Auszug:
-*-
Ja das ist soweit ja für eine nicht ausgerüstetes Fahrrad richtig, aber wie sieht es aus mit einem Sportgerät, und das ist es nun ja mal.
Das wird nicht Ferkehrstauglich wenn alles "nötige" dran ist.
dank der deutschen "büro"-kratie.


----------



## KingsCrown (18. Juli 2007)

Find dich damit ab, dass es von keinem Polizisten jemals als Sportgerät akzeptiert wird.


----------



## Bampedi (18. Juli 2007)

als ob es überhaupt jemals irgendeinen polizisten interessiert.

oder irgendeinen anderen menschen


----------



## mirco214 (18. Juli 2007)

moin 

ich bin mir zu 99% sicher das du mit dem BMX auf der "straße" fahren darfst  denn: 

Ein "fahrrad" unter 20,1zol ist ein kinderrrad und somit kein fahrrad mehr im eigentlichen sinne, sondern ein fortbewegungsmittel im sonstigen sinne, das heisst das ein Kinderrad (also auch 20" BMX) gleichzusetzten ist mit inlinern,skateboards und sonstegem krams der so in mode war/ist.


----------



## Marzokka (18. Juli 2007)

Wenn du jetz noch sagen kannst, wo das so steht, wäre es supi!


----------



## mirco214 (18. Juli 2007)

kein plan wo das steht,
ne freundin von mir studiert jura (verkehrsrecht) und die hat das für mich rausgesucht. also denk ich mal in irgend einem gesetzbuch oder so.


----------



## Marzokka (18. Juli 2007)

hmm ich wäre dir echt dankbar wenn du das findest, weil ich find nix


----------
-*-
Arbeitsanweisung A:
Wiederhole aus dem Auszug wortgetreu den Abschnitt, der mit „dank der deutschen“ beginnt und bis einschließlich „Sportgerät akzeptiert wird.“ reicht.
-*-
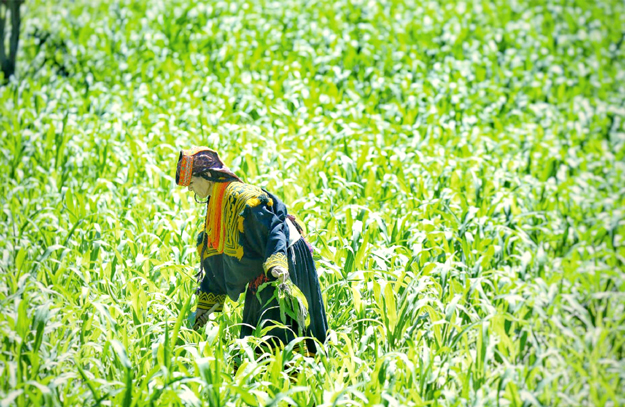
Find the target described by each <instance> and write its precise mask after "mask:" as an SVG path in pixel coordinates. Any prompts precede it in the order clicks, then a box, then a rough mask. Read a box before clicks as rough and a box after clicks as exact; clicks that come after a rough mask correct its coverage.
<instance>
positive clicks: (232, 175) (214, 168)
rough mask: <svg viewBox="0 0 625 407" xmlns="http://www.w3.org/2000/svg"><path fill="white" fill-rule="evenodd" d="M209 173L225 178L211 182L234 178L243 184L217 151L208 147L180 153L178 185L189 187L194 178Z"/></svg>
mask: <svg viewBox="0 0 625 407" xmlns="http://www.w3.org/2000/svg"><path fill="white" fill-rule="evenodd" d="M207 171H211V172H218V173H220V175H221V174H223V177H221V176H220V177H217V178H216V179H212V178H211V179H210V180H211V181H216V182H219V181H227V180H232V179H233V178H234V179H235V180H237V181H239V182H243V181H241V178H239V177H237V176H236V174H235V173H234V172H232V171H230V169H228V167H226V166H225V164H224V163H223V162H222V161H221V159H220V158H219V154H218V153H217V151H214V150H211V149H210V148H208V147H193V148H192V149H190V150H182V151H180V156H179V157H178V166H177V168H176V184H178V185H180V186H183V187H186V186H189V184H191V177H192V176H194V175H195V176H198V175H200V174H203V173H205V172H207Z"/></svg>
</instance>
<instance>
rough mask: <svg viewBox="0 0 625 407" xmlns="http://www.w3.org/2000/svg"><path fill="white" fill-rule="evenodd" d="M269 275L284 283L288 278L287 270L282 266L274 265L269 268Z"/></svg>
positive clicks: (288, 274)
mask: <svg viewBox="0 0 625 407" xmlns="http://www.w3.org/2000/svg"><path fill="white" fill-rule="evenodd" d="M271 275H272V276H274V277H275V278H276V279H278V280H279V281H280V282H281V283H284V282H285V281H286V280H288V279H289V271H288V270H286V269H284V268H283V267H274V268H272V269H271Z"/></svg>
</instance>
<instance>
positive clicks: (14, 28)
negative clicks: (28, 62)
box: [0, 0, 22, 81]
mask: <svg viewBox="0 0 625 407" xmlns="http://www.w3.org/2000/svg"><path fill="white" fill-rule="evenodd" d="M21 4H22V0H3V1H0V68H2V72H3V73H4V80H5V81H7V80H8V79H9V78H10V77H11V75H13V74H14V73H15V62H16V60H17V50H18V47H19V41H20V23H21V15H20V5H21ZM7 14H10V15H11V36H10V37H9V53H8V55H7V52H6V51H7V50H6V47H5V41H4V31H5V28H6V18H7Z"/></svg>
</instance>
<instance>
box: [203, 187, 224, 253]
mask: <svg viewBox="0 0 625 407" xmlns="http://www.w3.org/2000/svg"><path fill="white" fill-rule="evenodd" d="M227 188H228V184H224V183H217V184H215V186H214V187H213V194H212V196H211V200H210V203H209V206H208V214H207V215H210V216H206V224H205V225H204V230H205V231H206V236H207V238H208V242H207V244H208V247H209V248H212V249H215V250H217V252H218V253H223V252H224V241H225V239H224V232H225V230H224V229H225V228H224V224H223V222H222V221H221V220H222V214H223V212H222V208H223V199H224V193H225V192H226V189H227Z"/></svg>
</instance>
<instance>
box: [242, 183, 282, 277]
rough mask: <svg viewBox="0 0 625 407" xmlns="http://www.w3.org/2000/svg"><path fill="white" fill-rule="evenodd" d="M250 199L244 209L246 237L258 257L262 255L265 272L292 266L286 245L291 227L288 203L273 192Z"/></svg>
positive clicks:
-*-
Arbeitsanweisung B:
Tausche bitte in den Einträgen, vom Anfang bis einschließlich der Zeile mit „173L225 178L211 182L234“, „rough mask“ gegen „coarse mask“ aus. Gib nur diese Zeilen sonst unverändert wieder und lass das Bild weg.

Erwartete Ausgabe A:
dank der deutschen "büro"-kratie.


----------



## KingsCrown (18. Juli 2007)

Find dich damit ab, dass es von keinem Polizisten jemals als Sportgerät akzeptiert wird.

Erwartete Ausgabe B:
Find the target described by each <instance> and write its precise mask after "mask:" as an SVG path in pixel coordinates. Any prompts precede it in the order clicks, then a box, then a coarse mask. Read a box before clicks as rough and a box after clicks as exact; clicks that come after a coarse mask correct its coverage.
<instance>
positive clicks: (232, 175) (214, 168)
coarse mask: <svg viewBox="0 0 625 407" xmlns="http://www.w3.org/2000/svg"><path fill="white" fill-rule="evenodd" d="M209 173L225 178L211 182L234 178L243 184L217 151L208 147L180 153L178 185L189 187L194 178Z"/></svg>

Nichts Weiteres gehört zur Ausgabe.